- Record set -
┌──
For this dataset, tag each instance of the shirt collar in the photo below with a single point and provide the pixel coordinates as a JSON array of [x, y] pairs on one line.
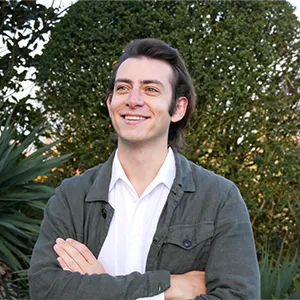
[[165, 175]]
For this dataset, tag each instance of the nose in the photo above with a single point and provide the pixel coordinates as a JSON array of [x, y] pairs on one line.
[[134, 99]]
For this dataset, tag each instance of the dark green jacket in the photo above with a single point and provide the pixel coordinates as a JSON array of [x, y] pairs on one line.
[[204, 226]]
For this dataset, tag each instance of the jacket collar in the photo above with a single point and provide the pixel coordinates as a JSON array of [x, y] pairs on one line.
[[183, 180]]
└──
┌──
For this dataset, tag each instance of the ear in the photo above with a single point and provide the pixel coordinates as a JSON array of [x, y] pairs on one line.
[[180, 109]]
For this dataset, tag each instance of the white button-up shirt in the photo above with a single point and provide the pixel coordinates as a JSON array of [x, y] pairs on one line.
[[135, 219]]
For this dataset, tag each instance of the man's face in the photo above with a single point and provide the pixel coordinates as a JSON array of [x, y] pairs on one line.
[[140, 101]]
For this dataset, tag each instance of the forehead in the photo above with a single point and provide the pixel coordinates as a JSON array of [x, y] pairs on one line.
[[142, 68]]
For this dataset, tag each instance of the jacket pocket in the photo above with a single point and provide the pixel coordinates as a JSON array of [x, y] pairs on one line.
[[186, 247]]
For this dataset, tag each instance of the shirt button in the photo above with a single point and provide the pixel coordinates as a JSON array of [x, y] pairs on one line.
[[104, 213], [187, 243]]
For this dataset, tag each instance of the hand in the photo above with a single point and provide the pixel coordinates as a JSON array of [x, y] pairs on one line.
└──
- Assignment -
The lines above starting at the one that contains "For this dataset, tag each instance of the shirt button" and ending at the one that contains "For this dataset, tag each instance of the hand" must be transcribed exactly, and no other lines may appear.

- Response -
For this dataset, tag each instance of the shirt button in the photo above with a single point and provide the pixel coordinates as a JSON array of [x, y] pairs on one line.
[[104, 213], [187, 243]]
For this dataset, tag each instance of the hand in the photo above with a single point and provide the pixel coordinates as a JSON array of [x, y] pairs on one line.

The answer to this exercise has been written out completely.